BEGIN Exercise material

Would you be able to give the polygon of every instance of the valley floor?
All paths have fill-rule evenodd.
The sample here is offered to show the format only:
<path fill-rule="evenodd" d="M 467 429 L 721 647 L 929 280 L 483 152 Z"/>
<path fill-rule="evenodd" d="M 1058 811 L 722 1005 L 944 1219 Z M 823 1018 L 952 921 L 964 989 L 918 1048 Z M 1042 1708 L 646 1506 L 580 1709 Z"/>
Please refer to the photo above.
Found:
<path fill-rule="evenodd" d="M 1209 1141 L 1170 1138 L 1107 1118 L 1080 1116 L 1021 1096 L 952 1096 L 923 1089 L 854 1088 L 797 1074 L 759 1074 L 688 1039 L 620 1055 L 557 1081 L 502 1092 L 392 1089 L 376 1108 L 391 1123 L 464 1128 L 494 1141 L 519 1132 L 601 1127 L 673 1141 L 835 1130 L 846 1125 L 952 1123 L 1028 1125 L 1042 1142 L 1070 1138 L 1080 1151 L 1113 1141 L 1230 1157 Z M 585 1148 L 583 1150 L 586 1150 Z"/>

END Exercise material

What to produce
The line above containing "M 1042 1708", the line containing "Please refer to the photo above.", and every line between them are to be transcribed exactly; no other line is wanted.

Written answer
<path fill-rule="evenodd" d="M 1058 811 L 722 1005 L 944 1219 Z M 823 1018 L 952 921 L 964 989 L 918 1048 Z M 1042 1708 L 646 1506 L 580 1709 Z"/>
Please refer to the photo above.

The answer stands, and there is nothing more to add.